Short problem = Copy out every one of the records below, line for line, with no changes.

Material for this exercise =
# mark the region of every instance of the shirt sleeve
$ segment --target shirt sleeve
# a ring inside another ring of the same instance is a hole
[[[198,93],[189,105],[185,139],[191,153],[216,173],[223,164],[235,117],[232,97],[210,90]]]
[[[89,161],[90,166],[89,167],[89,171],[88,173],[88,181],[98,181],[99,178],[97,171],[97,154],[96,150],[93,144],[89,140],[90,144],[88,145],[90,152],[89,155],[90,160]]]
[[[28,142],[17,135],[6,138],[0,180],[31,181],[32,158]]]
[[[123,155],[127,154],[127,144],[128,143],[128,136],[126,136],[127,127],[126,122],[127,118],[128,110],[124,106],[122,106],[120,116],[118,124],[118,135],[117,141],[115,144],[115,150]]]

Result of the task =
# mark the region of every instance of the shirt sleeve
$ segment --target shirt sleeve
# a ring inside another ring of the same instance is a hole
[[[198,93],[189,105],[185,139],[191,153],[216,173],[223,164],[235,117],[232,97],[210,90]]]
[[[89,161],[90,166],[89,167],[89,171],[88,173],[88,181],[98,181],[99,178],[97,171],[97,154],[96,150],[93,144],[89,140],[90,144],[88,145],[90,152],[89,155],[90,160]]]
[[[28,142],[17,135],[6,138],[0,180],[31,181],[32,158]]]
[[[123,155],[127,154],[127,144],[128,143],[128,136],[126,136],[127,127],[126,122],[127,118],[128,110],[124,106],[122,106],[120,116],[118,124],[118,135],[117,141],[115,144],[115,150]]]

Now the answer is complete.